Written task :: Return, unchanged, the lines from the one containing "In the picture above, where can the vintage" through the last line of the records, leaving out any pictures.

Photo-based point labeling data ::
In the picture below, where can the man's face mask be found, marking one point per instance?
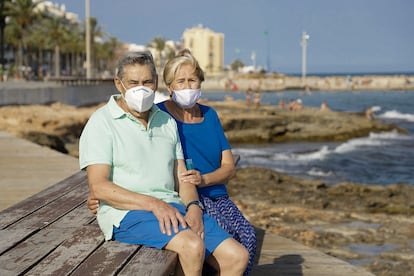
(139, 98)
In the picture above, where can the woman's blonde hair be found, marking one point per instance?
(183, 57)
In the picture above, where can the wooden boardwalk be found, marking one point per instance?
(27, 169)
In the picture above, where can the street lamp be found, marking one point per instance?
(88, 39)
(304, 43)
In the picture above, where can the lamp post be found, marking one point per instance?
(88, 39)
(2, 26)
(304, 43)
(266, 33)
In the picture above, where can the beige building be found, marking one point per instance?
(207, 46)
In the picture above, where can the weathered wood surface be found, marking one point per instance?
(54, 233)
(281, 256)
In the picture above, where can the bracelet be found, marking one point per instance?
(195, 202)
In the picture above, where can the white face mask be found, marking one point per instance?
(139, 98)
(186, 98)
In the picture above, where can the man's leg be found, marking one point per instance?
(190, 249)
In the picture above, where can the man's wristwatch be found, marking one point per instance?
(195, 202)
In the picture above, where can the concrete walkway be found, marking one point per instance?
(27, 168)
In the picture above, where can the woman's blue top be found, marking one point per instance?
(204, 142)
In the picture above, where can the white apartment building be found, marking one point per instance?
(207, 46)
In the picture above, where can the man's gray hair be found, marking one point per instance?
(131, 58)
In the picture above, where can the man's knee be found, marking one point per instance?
(187, 243)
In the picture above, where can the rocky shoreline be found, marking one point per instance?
(370, 226)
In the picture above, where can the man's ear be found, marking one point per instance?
(118, 85)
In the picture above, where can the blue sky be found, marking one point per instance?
(345, 36)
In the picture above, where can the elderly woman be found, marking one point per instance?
(203, 141)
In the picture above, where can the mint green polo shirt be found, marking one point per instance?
(141, 160)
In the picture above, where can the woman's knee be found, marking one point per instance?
(231, 255)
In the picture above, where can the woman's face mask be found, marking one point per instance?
(186, 98)
(139, 98)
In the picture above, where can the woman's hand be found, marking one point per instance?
(192, 177)
(93, 204)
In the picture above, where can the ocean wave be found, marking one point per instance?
(395, 115)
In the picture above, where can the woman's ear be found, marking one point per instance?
(169, 91)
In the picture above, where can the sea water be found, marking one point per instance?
(380, 158)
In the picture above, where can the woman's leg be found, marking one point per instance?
(229, 258)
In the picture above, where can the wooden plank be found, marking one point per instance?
(70, 253)
(151, 261)
(37, 201)
(54, 210)
(45, 216)
(33, 249)
(107, 259)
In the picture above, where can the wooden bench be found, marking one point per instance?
(54, 233)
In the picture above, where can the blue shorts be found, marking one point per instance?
(142, 227)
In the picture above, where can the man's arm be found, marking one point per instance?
(104, 190)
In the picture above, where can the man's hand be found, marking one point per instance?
(93, 204)
(167, 215)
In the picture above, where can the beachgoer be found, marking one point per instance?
(248, 96)
(256, 99)
(369, 113)
(282, 104)
(324, 106)
(298, 105)
(133, 157)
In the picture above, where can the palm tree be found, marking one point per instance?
(158, 44)
(23, 15)
(57, 31)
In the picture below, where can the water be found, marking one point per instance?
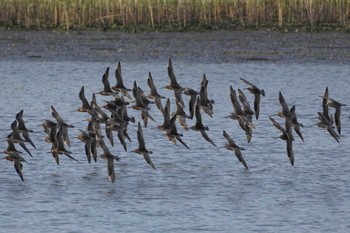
(204, 189)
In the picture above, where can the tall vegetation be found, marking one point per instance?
(173, 14)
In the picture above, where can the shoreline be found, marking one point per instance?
(204, 47)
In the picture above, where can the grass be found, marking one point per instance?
(174, 15)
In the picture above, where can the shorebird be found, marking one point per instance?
(174, 85)
(231, 145)
(181, 115)
(193, 97)
(85, 104)
(140, 105)
(58, 147)
(337, 106)
(205, 103)
(107, 155)
(142, 148)
(23, 129)
(295, 124)
(106, 85)
(63, 125)
(86, 139)
(154, 93)
(286, 137)
(120, 84)
(244, 120)
(245, 104)
(59, 120)
(257, 93)
(166, 117)
(328, 124)
(172, 133)
(285, 113)
(15, 137)
(17, 160)
(199, 125)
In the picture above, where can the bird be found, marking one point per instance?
(199, 125)
(140, 105)
(106, 85)
(180, 112)
(231, 145)
(166, 117)
(172, 133)
(58, 147)
(328, 124)
(142, 148)
(193, 97)
(23, 129)
(174, 85)
(154, 93)
(257, 93)
(107, 155)
(295, 124)
(285, 136)
(17, 160)
(337, 106)
(285, 113)
(205, 104)
(244, 120)
(85, 138)
(120, 84)
(85, 104)
(15, 136)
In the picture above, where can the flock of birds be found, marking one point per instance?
(115, 119)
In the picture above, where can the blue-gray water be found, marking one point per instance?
(204, 189)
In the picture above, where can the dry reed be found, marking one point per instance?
(173, 14)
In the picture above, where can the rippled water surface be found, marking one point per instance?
(204, 189)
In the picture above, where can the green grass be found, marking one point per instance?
(174, 15)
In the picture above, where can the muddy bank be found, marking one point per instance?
(207, 47)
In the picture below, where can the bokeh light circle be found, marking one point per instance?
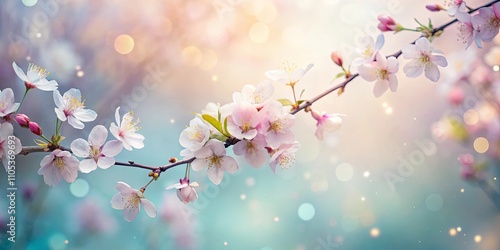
(79, 188)
(306, 211)
(481, 145)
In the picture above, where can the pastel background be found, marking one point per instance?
(166, 60)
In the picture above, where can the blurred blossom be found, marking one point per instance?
(456, 96)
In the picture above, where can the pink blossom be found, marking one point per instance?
(284, 156)
(254, 150)
(456, 6)
(213, 157)
(126, 130)
(35, 128)
(7, 105)
(58, 165)
(489, 22)
(95, 152)
(35, 77)
(423, 58)
(243, 122)
(6, 145)
(469, 29)
(23, 120)
(383, 71)
(276, 125)
(70, 107)
(130, 200)
(434, 7)
(185, 190)
(326, 122)
(386, 23)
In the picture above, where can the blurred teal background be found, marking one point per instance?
(166, 60)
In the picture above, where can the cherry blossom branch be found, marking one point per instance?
(398, 53)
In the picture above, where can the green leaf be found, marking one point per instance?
(285, 102)
(341, 74)
(216, 124)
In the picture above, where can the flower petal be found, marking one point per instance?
(80, 148)
(149, 207)
(118, 201)
(112, 148)
(105, 162)
(19, 72)
(98, 136)
(87, 166)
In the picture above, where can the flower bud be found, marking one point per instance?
(35, 128)
(388, 24)
(337, 58)
(23, 120)
(434, 7)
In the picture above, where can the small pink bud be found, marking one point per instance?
(434, 7)
(29, 85)
(34, 128)
(317, 116)
(387, 24)
(337, 58)
(456, 96)
(23, 120)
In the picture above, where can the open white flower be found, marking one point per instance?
(7, 105)
(129, 200)
(185, 190)
(95, 154)
(423, 58)
(125, 131)
(195, 136)
(284, 156)
(383, 72)
(71, 107)
(35, 77)
(58, 165)
(256, 95)
(6, 139)
(213, 157)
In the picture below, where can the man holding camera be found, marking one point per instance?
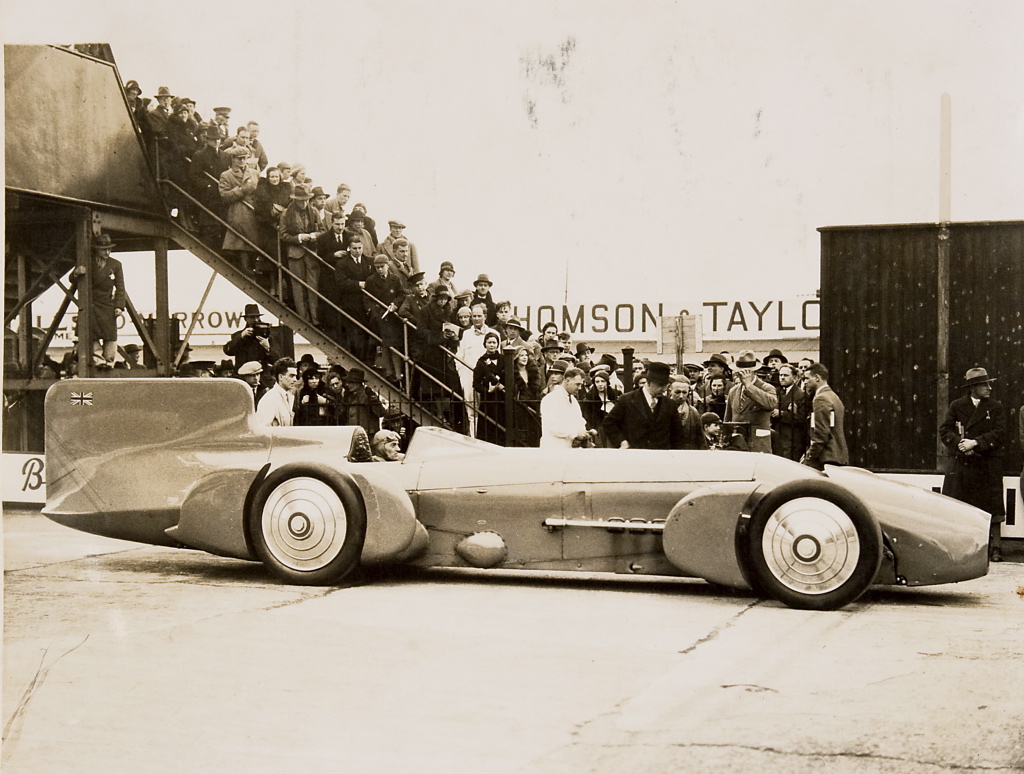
(253, 342)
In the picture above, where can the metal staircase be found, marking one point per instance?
(389, 393)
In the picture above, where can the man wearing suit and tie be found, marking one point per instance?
(351, 272)
(645, 418)
(752, 400)
(827, 444)
(974, 431)
(331, 247)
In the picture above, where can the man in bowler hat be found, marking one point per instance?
(974, 431)
(645, 418)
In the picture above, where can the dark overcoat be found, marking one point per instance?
(976, 477)
(631, 419)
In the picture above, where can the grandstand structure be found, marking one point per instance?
(77, 167)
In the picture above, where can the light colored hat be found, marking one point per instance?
(747, 359)
(253, 367)
(977, 375)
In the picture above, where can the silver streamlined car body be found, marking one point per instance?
(183, 463)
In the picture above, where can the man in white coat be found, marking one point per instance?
(275, 407)
(470, 349)
(561, 419)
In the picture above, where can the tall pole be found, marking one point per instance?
(945, 158)
(83, 270)
(942, 277)
(162, 332)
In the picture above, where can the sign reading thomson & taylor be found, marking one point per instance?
(765, 318)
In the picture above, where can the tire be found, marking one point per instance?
(307, 524)
(812, 546)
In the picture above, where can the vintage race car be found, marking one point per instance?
(180, 462)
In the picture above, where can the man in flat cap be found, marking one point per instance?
(481, 295)
(716, 366)
(752, 400)
(645, 418)
(252, 343)
(252, 374)
(221, 118)
(109, 301)
(336, 204)
(396, 229)
(827, 436)
(974, 431)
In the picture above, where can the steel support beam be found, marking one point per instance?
(83, 271)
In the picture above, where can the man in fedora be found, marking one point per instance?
(276, 406)
(252, 374)
(974, 431)
(299, 232)
(752, 400)
(363, 405)
(645, 418)
(444, 275)
(132, 354)
(252, 343)
(396, 229)
(773, 361)
(160, 114)
(351, 271)
(109, 300)
(481, 295)
(827, 438)
(715, 366)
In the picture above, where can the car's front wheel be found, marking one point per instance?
(813, 546)
(307, 524)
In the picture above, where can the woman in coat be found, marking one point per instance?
(271, 199)
(526, 391)
(488, 383)
(238, 190)
(598, 400)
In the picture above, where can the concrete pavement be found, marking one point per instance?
(120, 657)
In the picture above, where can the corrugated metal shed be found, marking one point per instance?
(905, 311)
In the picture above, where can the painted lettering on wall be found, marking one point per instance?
(753, 317)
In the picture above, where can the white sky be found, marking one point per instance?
(673, 151)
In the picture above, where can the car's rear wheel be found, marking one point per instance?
(308, 524)
(813, 546)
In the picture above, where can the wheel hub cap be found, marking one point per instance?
(811, 546)
(303, 523)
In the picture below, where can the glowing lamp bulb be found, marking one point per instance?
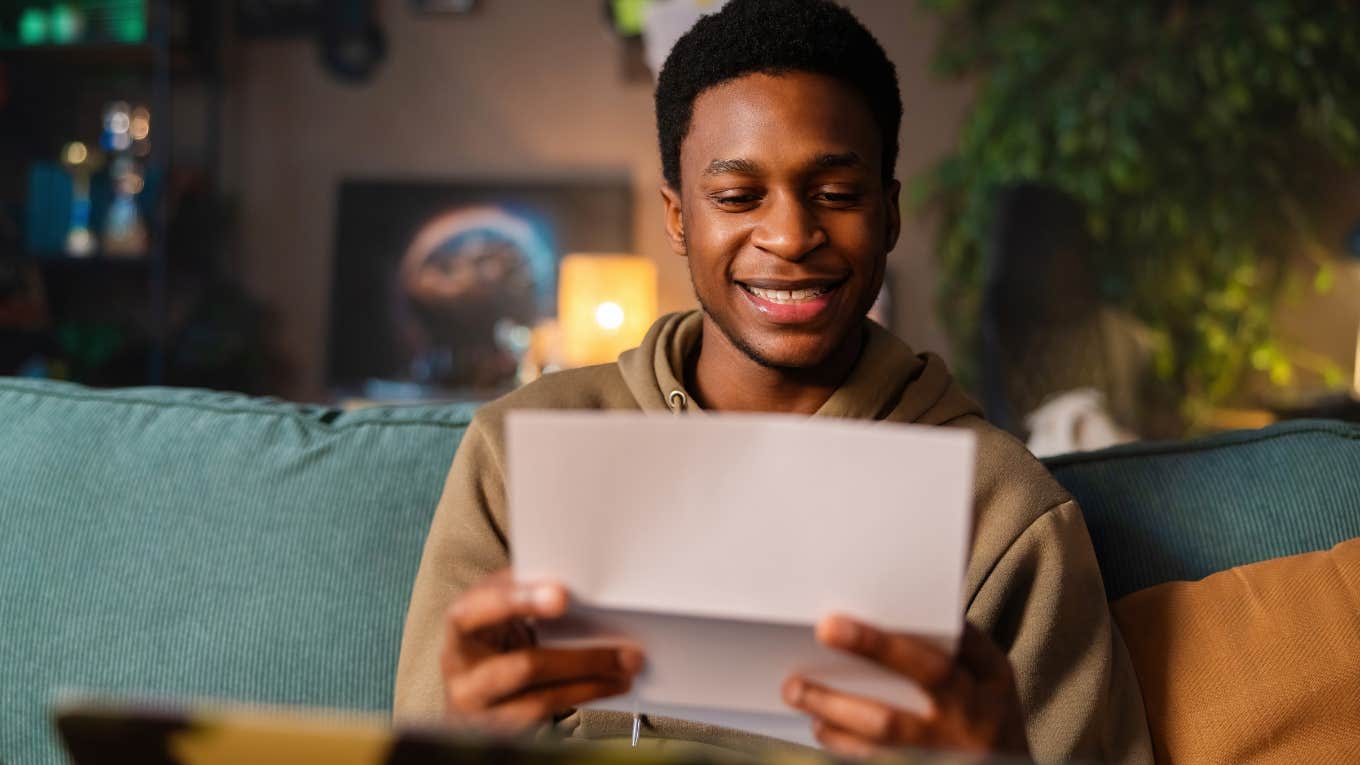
(609, 316)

Correct output ::
In the picture above, where can the vintage race car be found, marking one point per instance?
(180, 462)
In the picture above, where can the man in flat cap be found, marking one point per instance?
(481, 295)
(716, 366)
(752, 400)
(645, 418)
(252, 343)
(252, 374)
(221, 118)
(109, 301)
(336, 204)
(396, 229)
(827, 436)
(974, 431)
In the picture above, where can the steel support beam be found, marking one point per instance?
(83, 271)
In the picture above, where can the man in fedora be found, marking one point per instance?
(276, 406)
(252, 374)
(974, 431)
(299, 232)
(752, 400)
(363, 405)
(645, 418)
(444, 275)
(132, 354)
(252, 343)
(396, 229)
(773, 361)
(160, 114)
(351, 271)
(109, 300)
(481, 295)
(827, 438)
(715, 366)
In the picture above, where can the car's front wheel be found, marking one point per instance?
(813, 546)
(307, 524)
In the picture above, where can the woman in coat be found, marking one point per instance?
(271, 199)
(526, 391)
(488, 383)
(238, 190)
(598, 400)
In the picture above, where can the concrete pavement be found, marking one point per instance?
(120, 657)
In the picture above, where can the corrugated metal shed be found, marking one point per instance?
(905, 311)
In the picture above, where can the painted lettering on wall be found, marking one point per instance?
(753, 317)
In the picture above, where can the white sky be found, marking one point per instance?
(673, 151)
In the picture above, where can the car's rear wheel be found, marking one point per instance?
(308, 524)
(813, 546)
In the picture above, where can the wheel hub cap be found, marking one point per instance?
(811, 546)
(303, 523)
In the picture below, where can the glowing lamp bulb be found, marking one point per instance?
(609, 316)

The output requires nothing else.